Arrange every line of the records below as a Markdown table with two columns, Row and Line, numbering each row and leaving out blank lines.

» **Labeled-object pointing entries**
* Start *

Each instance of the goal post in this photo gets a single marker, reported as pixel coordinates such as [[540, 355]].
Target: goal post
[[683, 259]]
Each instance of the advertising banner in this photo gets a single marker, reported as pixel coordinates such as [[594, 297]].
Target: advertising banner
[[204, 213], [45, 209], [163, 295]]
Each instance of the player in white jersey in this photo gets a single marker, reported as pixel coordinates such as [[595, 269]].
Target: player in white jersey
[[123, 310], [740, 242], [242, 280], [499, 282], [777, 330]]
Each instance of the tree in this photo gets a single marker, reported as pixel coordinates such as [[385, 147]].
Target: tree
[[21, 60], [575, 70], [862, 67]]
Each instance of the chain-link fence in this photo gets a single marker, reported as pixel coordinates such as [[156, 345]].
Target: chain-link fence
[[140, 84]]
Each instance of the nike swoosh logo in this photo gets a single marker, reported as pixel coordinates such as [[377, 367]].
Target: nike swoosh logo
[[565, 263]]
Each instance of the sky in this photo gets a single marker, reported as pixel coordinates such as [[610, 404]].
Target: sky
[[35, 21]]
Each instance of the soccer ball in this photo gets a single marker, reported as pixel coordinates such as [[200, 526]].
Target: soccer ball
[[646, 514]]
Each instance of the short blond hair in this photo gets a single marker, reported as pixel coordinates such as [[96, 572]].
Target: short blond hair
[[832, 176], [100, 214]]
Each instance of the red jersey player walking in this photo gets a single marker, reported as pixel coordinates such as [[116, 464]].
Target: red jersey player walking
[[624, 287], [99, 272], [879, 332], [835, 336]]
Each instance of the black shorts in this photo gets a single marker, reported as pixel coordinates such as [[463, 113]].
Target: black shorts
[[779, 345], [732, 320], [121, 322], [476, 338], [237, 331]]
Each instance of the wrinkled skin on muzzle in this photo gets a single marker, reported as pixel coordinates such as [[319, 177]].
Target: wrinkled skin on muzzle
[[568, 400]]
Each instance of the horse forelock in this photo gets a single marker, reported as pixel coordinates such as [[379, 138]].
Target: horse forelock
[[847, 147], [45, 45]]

* End *

» **EXERCISE SOLUTION**
| Row | Line |
|---|---|
| 1 | Each instance of the goal post in this photo gets a single marker, reported as pixel coordinates such as [[540, 355]]. |
| 2 | Target: goal post |
| 3 | [[683, 259]] |
| 4 | Each instance of the advertising banner in this photo gets a single marker, reported as pixel coordinates such as [[594, 297]]. |
| 5 | Target: advertising banner |
| 6 | [[204, 213], [45, 209], [163, 295]] |
| 7 | Each instance of the player in white jersey in this photo gets a single marker, reported as pixel coordinates such as [[595, 269]]. |
| 8 | Target: player in white jersey |
| 9 | [[123, 310], [740, 242], [242, 280], [499, 282], [777, 330]] |
| 10 | Each instance of the tree in this photo gets a single marker, reported as pixel coordinates such as [[385, 147]]. |
| 11 | Target: tree |
| 12 | [[21, 60], [575, 70], [862, 67]] |
| 13 | Each instance of the chain-link fence in this photo gets a single marker, reported as pixel coordinates such as [[156, 345]]. |
| 14 | Target: chain-link fence |
| 15 | [[140, 84]] |
| 16 | Each instance of the nike swoosh logo in this photo gets a single marker, reported as pixel coordinates such as [[377, 367]]. |
| 17 | Target: nike swoosh logo |
| 18 | [[565, 263]] |
| 19 | Each instance of the sky in this photo gets a single marker, reported as pixel coordinates such as [[610, 404]]. |
| 20 | Target: sky |
| 21 | [[35, 21]] |
| 22 | Each instance of the soccer ball in this photo gets a single marker, reported as pixel coordinates such as [[200, 526]]. |
| 23 | Target: soccer ball |
| 24 | [[646, 514]] |
| 25 | Each instance of the short blond hair in this photo gets a single marker, reported as pixel coordinates such as [[96, 572]]. |
| 26 | Target: short blond hair |
| 27 | [[832, 176], [100, 214]] |
| 28 | Each instance of the red jersey player walking in this photo gets a single marker, reported as pixel coordinates such as [[116, 464]]. |
| 29 | Target: red jersey player walking |
| 30 | [[624, 287], [99, 272], [879, 332], [835, 336]] |
| 31 | Each instance of the black shorts in this photo gets a single marker, reported as pixel coordinates such as [[463, 113]]. |
| 32 | Target: black shorts |
| 33 | [[779, 345], [732, 320], [121, 322], [476, 338], [237, 331]] |
| 34 | Each instance of the wrinkled skin on muzzle in this photo gets a single marker, reported as pixel coordinates such as [[319, 177]]. |
| 35 | Target: wrinkled skin on muzzle |
| 36 | [[568, 400]] |
| 37 | Each instance of the horse forelock in this photo gets a single marker, reported as pixel coordinates such as [[379, 138]]. |
| 38 | Target: horse forelock |
| 39 | [[847, 147], [45, 45]] |